#### [Trecho do texto]
※
Da discussão daquela residência ideal e decente, surgiu a necessidade de uma comissão de padronização hospitalar, outra novidade, composta de subcomissões para várias áreas, sendo a mais importante a subcomissão de padronização de medicamentos.  E lá fomos o Ênio Leão e eu, seu vice, para a padronização.  Antes tínhamos criado mais outra novidade, a farmácia hospitalar, entregue à competência da farmacêutica Zildete Pereira de Souza, que logo se tornou a maior autoridade nesta área no país. A seriedade decorrente fez surgir um primeiro drama.
※
#### [Dados armazenados]
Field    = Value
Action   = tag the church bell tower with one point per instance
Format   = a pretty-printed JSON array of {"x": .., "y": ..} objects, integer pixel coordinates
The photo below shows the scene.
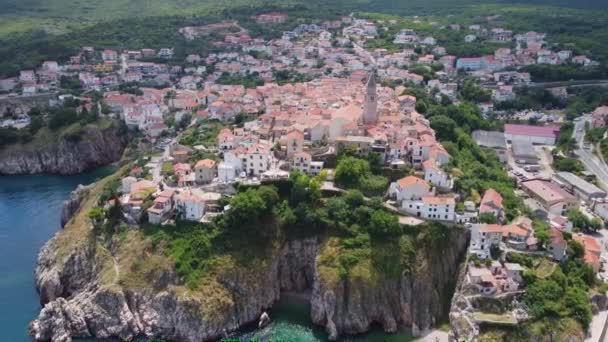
[{"x": 370, "y": 108}]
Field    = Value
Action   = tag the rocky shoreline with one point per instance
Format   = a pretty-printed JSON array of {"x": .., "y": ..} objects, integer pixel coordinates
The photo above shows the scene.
[
  {"x": 98, "y": 147},
  {"x": 77, "y": 305}
]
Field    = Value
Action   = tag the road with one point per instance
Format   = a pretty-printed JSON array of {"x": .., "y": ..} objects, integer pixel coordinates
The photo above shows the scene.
[{"x": 591, "y": 162}]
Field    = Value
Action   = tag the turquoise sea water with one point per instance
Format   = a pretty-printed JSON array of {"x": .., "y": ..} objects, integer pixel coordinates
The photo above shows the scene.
[{"x": 29, "y": 216}]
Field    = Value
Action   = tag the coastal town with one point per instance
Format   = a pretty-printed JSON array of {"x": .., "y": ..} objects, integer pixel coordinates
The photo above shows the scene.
[{"x": 263, "y": 110}]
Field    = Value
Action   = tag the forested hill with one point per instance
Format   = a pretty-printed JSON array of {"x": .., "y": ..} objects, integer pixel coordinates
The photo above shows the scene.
[{"x": 32, "y": 31}]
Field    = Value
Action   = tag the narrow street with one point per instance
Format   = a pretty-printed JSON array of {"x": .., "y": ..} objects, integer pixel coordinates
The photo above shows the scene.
[{"x": 591, "y": 162}]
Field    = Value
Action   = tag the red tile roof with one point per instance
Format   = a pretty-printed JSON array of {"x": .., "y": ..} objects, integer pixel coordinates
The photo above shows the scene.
[{"x": 528, "y": 130}]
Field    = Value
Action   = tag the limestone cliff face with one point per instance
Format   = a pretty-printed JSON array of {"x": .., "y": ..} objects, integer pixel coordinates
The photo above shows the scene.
[
  {"x": 98, "y": 147},
  {"x": 416, "y": 299},
  {"x": 77, "y": 305}
]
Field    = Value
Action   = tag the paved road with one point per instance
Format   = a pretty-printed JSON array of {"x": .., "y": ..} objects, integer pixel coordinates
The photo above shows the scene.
[{"x": 591, "y": 162}]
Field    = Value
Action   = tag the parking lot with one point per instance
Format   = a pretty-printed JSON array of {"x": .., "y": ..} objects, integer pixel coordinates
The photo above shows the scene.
[{"x": 524, "y": 172}]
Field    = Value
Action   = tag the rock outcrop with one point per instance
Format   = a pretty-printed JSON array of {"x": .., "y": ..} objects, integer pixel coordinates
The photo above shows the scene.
[
  {"x": 416, "y": 299},
  {"x": 76, "y": 304},
  {"x": 97, "y": 147}
]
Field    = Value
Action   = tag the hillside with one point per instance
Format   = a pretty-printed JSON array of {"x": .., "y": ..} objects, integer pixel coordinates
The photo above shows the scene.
[{"x": 52, "y": 16}]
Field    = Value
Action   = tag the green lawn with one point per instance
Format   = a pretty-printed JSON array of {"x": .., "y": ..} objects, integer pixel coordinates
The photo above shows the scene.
[{"x": 483, "y": 317}]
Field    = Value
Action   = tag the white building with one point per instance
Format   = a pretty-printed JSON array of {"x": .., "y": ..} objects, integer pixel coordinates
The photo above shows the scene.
[
  {"x": 409, "y": 188},
  {"x": 483, "y": 237},
  {"x": 226, "y": 172},
  {"x": 433, "y": 174},
  {"x": 205, "y": 171},
  {"x": 257, "y": 160},
  {"x": 190, "y": 206}
]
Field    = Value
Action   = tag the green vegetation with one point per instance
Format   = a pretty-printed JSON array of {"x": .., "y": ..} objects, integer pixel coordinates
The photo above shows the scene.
[
  {"x": 204, "y": 133},
  {"x": 477, "y": 168},
  {"x": 355, "y": 173},
  {"x": 581, "y": 221},
  {"x": 565, "y": 141},
  {"x": 567, "y": 164},
  {"x": 561, "y": 295},
  {"x": 248, "y": 81}
]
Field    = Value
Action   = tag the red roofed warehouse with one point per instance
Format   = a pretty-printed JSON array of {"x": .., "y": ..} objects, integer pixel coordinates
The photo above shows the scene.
[{"x": 540, "y": 135}]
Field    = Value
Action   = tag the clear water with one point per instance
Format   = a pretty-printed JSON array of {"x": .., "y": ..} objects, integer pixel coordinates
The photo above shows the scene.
[
  {"x": 291, "y": 323},
  {"x": 29, "y": 216}
]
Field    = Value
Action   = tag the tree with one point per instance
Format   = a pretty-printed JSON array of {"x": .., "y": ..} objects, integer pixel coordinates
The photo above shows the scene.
[
  {"x": 578, "y": 219},
  {"x": 444, "y": 127},
  {"x": 596, "y": 224},
  {"x": 97, "y": 215},
  {"x": 421, "y": 107},
  {"x": 383, "y": 224},
  {"x": 470, "y": 91},
  {"x": 576, "y": 250},
  {"x": 350, "y": 171}
]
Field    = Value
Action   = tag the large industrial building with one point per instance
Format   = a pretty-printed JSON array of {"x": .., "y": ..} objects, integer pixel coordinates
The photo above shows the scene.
[{"x": 537, "y": 135}]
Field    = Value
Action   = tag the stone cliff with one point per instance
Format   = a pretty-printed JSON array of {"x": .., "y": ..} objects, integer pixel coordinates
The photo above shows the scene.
[
  {"x": 123, "y": 289},
  {"x": 98, "y": 146}
]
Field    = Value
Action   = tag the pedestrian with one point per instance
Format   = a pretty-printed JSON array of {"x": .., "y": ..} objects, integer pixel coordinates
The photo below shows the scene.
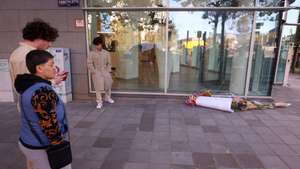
[
  {"x": 43, "y": 120},
  {"x": 37, "y": 34},
  {"x": 99, "y": 64}
]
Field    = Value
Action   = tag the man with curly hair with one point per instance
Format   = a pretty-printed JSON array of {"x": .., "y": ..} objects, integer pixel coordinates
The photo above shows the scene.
[
  {"x": 37, "y": 35},
  {"x": 43, "y": 120}
]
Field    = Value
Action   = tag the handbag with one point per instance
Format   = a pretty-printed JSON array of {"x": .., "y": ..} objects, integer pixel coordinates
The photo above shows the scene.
[{"x": 59, "y": 155}]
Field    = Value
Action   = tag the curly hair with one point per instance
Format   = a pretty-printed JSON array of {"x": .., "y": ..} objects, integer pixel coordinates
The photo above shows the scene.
[{"x": 38, "y": 29}]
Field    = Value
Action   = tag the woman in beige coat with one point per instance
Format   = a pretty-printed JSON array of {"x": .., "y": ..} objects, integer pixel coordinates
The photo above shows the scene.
[{"x": 99, "y": 65}]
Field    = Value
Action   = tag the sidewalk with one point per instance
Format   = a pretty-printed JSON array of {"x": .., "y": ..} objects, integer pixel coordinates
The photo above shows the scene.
[{"x": 148, "y": 133}]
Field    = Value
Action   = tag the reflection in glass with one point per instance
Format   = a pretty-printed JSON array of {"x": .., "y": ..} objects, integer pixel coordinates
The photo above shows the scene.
[
  {"x": 126, "y": 3},
  {"x": 265, "y": 43},
  {"x": 211, "y": 53},
  {"x": 136, "y": 41}
]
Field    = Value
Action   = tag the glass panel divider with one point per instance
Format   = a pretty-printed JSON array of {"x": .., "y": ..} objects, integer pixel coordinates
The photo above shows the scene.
[{"x": 251, "y": 53}]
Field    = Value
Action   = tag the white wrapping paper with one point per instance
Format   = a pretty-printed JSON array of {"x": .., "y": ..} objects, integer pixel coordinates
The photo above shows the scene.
[{"x": 218, "y": 103}]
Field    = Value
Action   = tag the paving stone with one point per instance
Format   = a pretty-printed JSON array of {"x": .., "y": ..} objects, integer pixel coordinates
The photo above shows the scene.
[
  {"x": 210, "y": 129},
  {"x": 112, "y": 165},
  {"x": 180, "y": 166},
  {"x": 160, "y": 157},
  {"x": 180, "y": 146},
  {"x": 118, "y": 155},
  {"x": 240, "y": 148},
  {"x": 273, "y": 162},
  {"x": 220, "y": 147},
  {"x": 261, "y": 148},
  {"x": 204, "y": 160},
  {"x": 225, "y": 160},
  {"x": 281, "y": 149},
  {"x": 159, "y": 166},
  {"x": 184, "y": 158},
  {"x": 131, "y": 165},
  {"x": 291, "y": 161},
  {"x": 139, "y": 156},
  {"x": 249, "y": 161},
  {"x": 97, "y": 154},
  {"x": 104, "y": 142}
]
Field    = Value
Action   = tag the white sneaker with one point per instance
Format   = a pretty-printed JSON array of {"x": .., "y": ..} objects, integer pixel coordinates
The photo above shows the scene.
[
  {"x": 99, "y": 105},
  {"x": 109, "y": 100}
]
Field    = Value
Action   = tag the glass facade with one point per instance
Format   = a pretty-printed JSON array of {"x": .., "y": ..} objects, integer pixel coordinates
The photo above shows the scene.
[
  {"x": 183, "y": 52},
  {"x": 264, "y": 53}
]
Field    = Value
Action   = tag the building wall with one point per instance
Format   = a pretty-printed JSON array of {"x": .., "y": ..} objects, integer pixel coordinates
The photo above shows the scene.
[{"x": 14, "y": 14}]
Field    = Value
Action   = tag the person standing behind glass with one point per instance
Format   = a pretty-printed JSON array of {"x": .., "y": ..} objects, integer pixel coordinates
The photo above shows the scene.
[
  {"x": 37, "y": 34},
  {"x": 43, "y": 120},
  {"x": 99, "y": 64}
]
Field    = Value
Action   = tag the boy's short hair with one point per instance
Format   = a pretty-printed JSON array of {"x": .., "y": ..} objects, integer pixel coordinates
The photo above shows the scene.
[
  {"x": 98, "y": 40},
  {"x": 38, "y": 29},
  {"x": 35, "y": 58}
]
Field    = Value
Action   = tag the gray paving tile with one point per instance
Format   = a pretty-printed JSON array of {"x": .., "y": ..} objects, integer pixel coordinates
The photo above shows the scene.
[
  {"x": 180, "y": 166},
  {"x": 220, "y": 147},
  {"x": 159, "y": 166},
  {"x": 133, "y": 165},
  {"x": 240, "y": 148},
  {"x": 261, "y": 149},
  {"x": 139, "y": 156},
  {"x": 281, "y": 149},
  {"x": 122, "y": 143},
  {"x": 210, "y": 129},
  {"x": 204, "y": 160},
  {"x": 87, "y": 164},
  {"x": 291, "y": 161},
  {"x": 97, "y": 154},
  {"x": 160, "y": 157},
  {"x": 117, "y": 155},
  {"x": 249, "y": 161},
  {"x": 200, "y": 146},
  {"x": 180, "y": 146},
  {"x": 184, "y": 158},
  {"x": 225, "y": 160},
  {"x": 273, "y": 162},
  {"x": 112, "y": 165},
  {"x": 104, "y": 142}
]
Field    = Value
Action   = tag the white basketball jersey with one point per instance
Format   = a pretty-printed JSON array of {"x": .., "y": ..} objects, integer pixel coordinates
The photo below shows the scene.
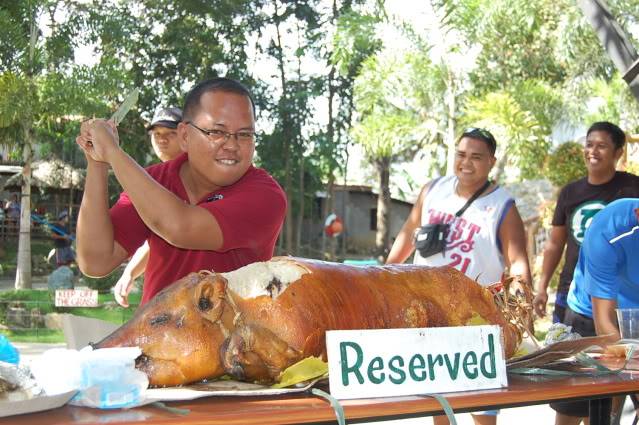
[{"x": 472, "y": 240}]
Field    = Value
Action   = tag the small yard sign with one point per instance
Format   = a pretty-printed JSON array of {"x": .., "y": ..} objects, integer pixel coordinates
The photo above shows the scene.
[
  {"x": 393, "y": 362},
  {"x": 76, "y": 297}
]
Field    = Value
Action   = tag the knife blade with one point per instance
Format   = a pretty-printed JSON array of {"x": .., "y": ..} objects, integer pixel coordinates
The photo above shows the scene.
[{"x": 129, "y": 101}]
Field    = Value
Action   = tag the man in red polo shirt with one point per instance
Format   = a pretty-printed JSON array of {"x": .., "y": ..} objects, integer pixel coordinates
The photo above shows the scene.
[{"x": 208, "y": 209}]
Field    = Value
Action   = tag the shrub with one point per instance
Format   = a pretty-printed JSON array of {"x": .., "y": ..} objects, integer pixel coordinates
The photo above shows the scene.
[
  {"x": 102, "y": 284},
  {"x": 565, "y": 164}
]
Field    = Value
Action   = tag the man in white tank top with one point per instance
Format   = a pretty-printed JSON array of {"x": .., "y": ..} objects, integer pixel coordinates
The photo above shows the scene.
[{"x": 488, "y": 237}]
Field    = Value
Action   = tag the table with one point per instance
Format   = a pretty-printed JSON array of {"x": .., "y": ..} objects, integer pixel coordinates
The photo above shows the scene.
[{"x": 522, "y": 391}]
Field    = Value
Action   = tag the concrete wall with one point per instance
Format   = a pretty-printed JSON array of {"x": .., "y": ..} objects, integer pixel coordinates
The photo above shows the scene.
[{"x": 355, "y": 209}]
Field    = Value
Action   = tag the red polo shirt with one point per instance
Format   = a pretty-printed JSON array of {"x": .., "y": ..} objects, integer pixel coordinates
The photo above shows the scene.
[{"x": 250, "y": 213}]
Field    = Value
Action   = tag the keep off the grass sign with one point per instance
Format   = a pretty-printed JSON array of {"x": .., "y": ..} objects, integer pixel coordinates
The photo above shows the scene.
[
  {"x": 76, "y": 298},
  {"x": 393, "y": 362}
]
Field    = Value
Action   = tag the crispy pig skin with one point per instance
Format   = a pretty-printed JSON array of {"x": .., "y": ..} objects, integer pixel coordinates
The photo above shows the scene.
[{"x": 255, "y": 337}]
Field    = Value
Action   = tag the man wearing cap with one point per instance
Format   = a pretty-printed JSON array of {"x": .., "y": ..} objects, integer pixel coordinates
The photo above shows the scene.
[
  {"x": 209, "y": 208},
  {"x": 163, "y": 132},
  {"x": 61, "y": 235}
]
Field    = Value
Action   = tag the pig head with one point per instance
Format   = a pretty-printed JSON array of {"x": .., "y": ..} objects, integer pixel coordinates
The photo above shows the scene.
[{"x": 193, "y": 330}]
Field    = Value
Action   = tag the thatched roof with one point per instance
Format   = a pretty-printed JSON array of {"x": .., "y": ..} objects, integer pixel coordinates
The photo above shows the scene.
[{"x": 53, "y": 173}]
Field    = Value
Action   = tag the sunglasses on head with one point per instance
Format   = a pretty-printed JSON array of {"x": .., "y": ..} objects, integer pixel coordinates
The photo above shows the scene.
[{"x": 481, "y": 133}]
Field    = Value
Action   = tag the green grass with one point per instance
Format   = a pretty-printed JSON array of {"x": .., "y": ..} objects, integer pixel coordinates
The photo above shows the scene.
[
  {"x": 44, "y": 301},
  {"x": 39, "y": 251},
  {"x": 34, "y": 335}
]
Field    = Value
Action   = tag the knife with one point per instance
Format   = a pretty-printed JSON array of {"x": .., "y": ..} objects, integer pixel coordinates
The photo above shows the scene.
[{"x": 130, "y": 100}]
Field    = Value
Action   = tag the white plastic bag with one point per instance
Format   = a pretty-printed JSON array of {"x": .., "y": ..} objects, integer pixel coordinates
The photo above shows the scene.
[{"x": 106, "y": 378}]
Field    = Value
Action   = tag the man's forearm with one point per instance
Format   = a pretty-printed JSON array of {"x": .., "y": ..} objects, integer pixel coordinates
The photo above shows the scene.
[
  {"x": 552, "y": 256},
  {"x": 604, "y": 316},
  {"x": 137, "y": 264},
  {"x": 158, "y": 208},
  {"x": 94, "y": 230}
]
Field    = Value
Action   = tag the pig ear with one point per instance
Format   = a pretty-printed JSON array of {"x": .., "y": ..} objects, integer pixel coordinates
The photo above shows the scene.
[{"x": 209, "y": 297}]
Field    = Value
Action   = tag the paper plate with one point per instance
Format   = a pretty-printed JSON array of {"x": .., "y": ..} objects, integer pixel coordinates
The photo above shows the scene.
[{"x": 35, "y": 404}]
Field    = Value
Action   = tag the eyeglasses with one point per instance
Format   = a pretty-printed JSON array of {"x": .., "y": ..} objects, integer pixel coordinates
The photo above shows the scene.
[
  {"x": 216, "y": 135},
  {"x": 482, "y": 134}
]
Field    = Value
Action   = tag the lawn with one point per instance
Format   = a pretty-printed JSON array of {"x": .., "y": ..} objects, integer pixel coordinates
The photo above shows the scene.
[{"x": 43, "y": 301}]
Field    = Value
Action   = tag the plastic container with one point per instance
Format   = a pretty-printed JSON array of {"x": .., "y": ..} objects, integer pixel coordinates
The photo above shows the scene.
[
  {"x": 8, "y": 353},
  {"x": 628, "y": 319},
  {"x": 110, "y": 380}
]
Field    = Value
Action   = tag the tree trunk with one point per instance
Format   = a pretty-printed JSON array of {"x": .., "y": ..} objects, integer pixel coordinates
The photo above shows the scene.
[
  {"x": 383, "y": 209},
  {"x": 23, "y": 272},
  {"x": 327, "y": 208},
  {"x": 300, "y": 212},
  {"x": 286, "y": 126},
  {"x": 450, "y": 127}
]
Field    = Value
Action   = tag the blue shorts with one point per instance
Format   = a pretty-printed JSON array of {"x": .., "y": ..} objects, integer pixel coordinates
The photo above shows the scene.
[
  {"x": 64, "y": 256},
  {"x": 486, "y": 412}
]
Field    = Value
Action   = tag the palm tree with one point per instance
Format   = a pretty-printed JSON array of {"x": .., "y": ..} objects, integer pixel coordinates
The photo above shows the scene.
[{"x": 18, "y": 99}]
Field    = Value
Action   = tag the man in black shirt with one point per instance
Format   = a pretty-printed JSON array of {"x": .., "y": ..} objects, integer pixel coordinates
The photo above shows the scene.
[
  {"x": 577, "y": 204},
  {"x": 61, "y": 235}
]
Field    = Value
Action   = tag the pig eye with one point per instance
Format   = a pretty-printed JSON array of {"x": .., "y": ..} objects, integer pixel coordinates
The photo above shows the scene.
[
  {"x": 204, "y": 304},
  {"x": 160, "y": 319}
]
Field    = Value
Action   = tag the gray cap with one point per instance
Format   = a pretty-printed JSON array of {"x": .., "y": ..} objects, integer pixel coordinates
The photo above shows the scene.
[{"x": 166, "y": 117}]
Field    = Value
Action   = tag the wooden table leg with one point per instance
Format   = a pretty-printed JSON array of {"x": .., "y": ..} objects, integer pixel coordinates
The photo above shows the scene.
[{"x": 600, "y": 411}]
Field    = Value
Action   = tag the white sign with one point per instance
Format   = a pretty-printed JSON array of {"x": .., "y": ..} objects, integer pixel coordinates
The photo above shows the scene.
[
  {"x": 393, "y": 362},
  {"x": 76, "y": 298}
]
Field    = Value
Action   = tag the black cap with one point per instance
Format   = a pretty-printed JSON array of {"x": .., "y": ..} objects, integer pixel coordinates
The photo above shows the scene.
[{"x": 166, "y": 117}]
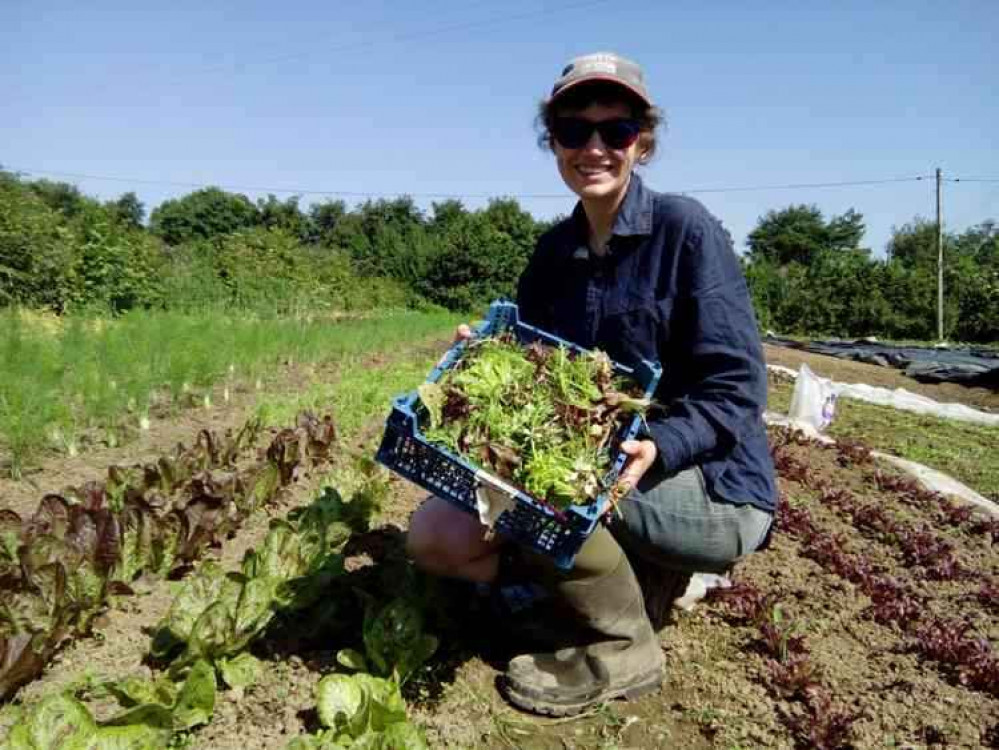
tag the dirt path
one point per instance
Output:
(847, 371)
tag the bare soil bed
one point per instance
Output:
(868, 680)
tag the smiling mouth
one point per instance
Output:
(591, 171)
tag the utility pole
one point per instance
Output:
(939, 261)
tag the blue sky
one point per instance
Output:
(395, 96)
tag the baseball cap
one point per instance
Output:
(602, 66)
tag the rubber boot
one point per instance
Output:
(660, 588)
(622, 658)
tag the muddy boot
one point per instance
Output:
(621, 659)
(660, 588)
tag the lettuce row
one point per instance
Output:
(361, 712)
(58, 568)
(216, 615)
(154, 711)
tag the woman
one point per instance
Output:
(638, 274)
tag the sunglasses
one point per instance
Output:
(575, 132)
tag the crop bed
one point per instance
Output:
(871, 621)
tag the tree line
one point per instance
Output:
(812, 276)
(62, 250)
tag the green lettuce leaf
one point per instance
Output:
(404, 736)
(341, 703)
(196, 595)
(136, 691)
(196, 698)
(241, 671)
(394, 639)
(146, 727)
(212, 633)
(58, 721)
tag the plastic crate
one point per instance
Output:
(558, 533)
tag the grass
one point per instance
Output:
(359, 393)
(61, 378)
(963, 450)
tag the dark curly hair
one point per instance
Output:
(607, 94)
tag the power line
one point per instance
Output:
(807, 185)
(457, 196)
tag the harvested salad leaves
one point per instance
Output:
(540, 417)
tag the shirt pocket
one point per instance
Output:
(635, 327)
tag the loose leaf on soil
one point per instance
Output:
(241, 671)
(58, 721)
(394, 639)
(196, 699)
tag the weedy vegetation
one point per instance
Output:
(67, 382)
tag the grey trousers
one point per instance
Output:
(672, 523)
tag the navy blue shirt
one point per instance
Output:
(669, 289)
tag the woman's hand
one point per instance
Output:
(462, 333)
(641, 455)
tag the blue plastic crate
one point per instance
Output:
(558, 533)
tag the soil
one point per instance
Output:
(848, 371)
(716, 693)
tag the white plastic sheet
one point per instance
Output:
(898, 398)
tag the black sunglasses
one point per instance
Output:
(575, 132)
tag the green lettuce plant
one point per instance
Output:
(216, 615)
(361, 712)
(395, 643)
(155, 710)
(540, 417)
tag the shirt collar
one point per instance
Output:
(633, 218)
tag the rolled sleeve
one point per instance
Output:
(719, 349)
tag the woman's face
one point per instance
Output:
※
#### [Tarefas propostas]
- A) Liste todas as expressões do texto sobre a padronização hospitalar que contêm a palavra "padronização".
- B) Reescreva de forma mais concisa o parágrafo do texto sobre a padronização hospitalar que começa com "Da discussão daquela residência", mantendo os fatos principais.
- C) Continue o texto sobre a padronização hospitalar a partir do ponto em que ele termina.

#### [Respostas por item]
- A)
- comissão de padronização hospitalar
- subcomissão de padronização de medicamentos
- a padronização (em "para a padronização")

- B) A discussão sobre a residência ideal e decente levou à criação de uma comissão de padronização hospitalar, formada por subcomissões para várias áreas. A mais importante era a de padronização de medicamentos, que coube a Ênio Leão e a mim, como seu vice. Antes disso, havia sido criada a farmácia hospitalar, confiada à farmacêutica Zildete Pereira de Souza, que logo se tornou a maior autoridade do país nessa área. A seriedade resultante provocou um primeiro drama.

- C)
Uma grande empresa multinacional estava lançando novo antibiótico. Com base no que antes acontecia, escolheu nosso hospital como trampolim de marketing. Mas nossa comissão deu parecer negativo, assinado pelo presidente Ênio Leão, segundo o qual o produto ainda não contava com estudos isentos sobre sua segurança. O gerente geral veio de São Paulo e ofereceu viagem ao Caribe para nós dois. Não aceitamos. O diretor da Faculdade nos chamou a uma reunião e só aceitamos comparecer sem a presença do gerente geral. O diretor acabou subscrevendo o parecer inicial.

Quase ao mesmo tempo, se esboçam os primeiros mestrados e doutorados. E nosso Ênio, com toda sua imensa cultura clínica e sua admirável sintonia com o progresso científico, se viu desestimulado a não prosseguir na elaboração de sua tese sobre escorbuto infantil. Correu a notícia de que ou a gente se matriculava num mestrado ou desistia da carreira universitária. Leão, não tendo condições para regredir às exigências colegialescas do mestrado, quis jogar ao lixo a tese de livre-docência que preparava. Nós, seus admiradores, discordamos totalmente de sua atitude e recolhemos com carinho o original da pesquisa, pois aquele estudo era único e destinado a grande repercussão.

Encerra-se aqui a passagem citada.